CONSEGNA >> Trascriva il passo del brano sulle guarigioni che va da "Nella seconda lettura, Paolo" fino a "tipo di pagamento.", sostituendo "pennellata" con "sfumatura".

Il nostro compito principale come cristiani non è prima di tutto quello di cambiare le strutture che regolano la vita civile ma quello di risanare le ferite provocate nelle persone da pesanti condizionamenti come sfruttamento, violenza, solitudine. E ciò significa soprattutto stringere rapporti nuovi di amicizia, di solidarietà, con i quali si risanano gli altri ma di riflesso se stessi. Molte sofferenze restano, ma quello che importa è dare loro un senso, facendole diventare un mezzo per creare amore e solidarietà.
Giobbe doveva essere un grande esperto delle sofferenze provocate dalla malattia e dalla morte. Ma da credente qual era, egli ne dava la responsabilità a Dio e lo accusava di essere ingiusto nei suoi confronti, in quanto era certo di non aver fatto nulla che meritasse tutti quei guai. Al tempo di Gesù si era invece più propensi ad attribuire le malattie in genere, ma soprattutto quelle riguardanti la psiche umana, a un potere diabolico che la gente identificava con la dominazione romana.
E allora si capisce come mai Gesù, dopo aver annunziato la venuta del regno di Dio, si è dedicato anzitutto a una grande opera di risanamento di tutta la società, cominciando appunto dalla situazione dei malati. È difficile dire se e quante persone egli abbia effettivamente guarito. Ma una cosa è certa: le guarigioni che gli sono attribuite non avevano uno scopo propagandistico. Gesù non ha voluto neppure creare una multinazionale della salute, ma si è sottratto alle attese e alle pretese della gente. Per lui era importante smuovere le coscienze e provocare un movimento di solidarietà e di corresponsabilità: solo così si guarisce un popolo e si prefigura una società in cui i poteri diabolici dello sfruttamento umano non hanno più posto.
Nella seconda lettura, Paolo aggiunge una pennellata interessante a questo quadro. All’esempio del Maestro egli ha voluto dare riscontro fondando comunità di fratelli e sorelle disposti a vivere in modo alternativo rispetto alla società. Egli sapeva che solo così si vince quella malattia mortale che è l’ingordigia umana. Per questo si è fatto tutto a tutti, rinunciando a ogni tipo di pagamento.

DATI RIPORTATI >>

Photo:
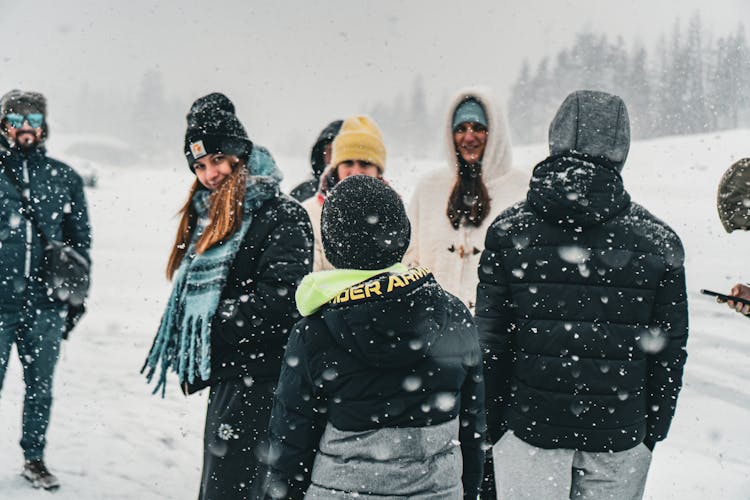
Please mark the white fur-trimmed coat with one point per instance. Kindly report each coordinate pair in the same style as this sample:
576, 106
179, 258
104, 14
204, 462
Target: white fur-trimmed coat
453, 254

SOLUZIONE PROPOSTA >>
Nella seconda lettura, Paolo aggiunge una sfumatura interessante a questo quadro. All’esempio del Maestro egli ha voluto dare riscontro fondando comunità di fratelli e sorelle disposti a vivere in modo alternativo rispetto alla società. Egli sapeva che solo così si vince quella malattia mortale che è l’ingordigia umana. Per questo si è fatto tutto a tutti, rinunciando a ogni tipo di pagamento.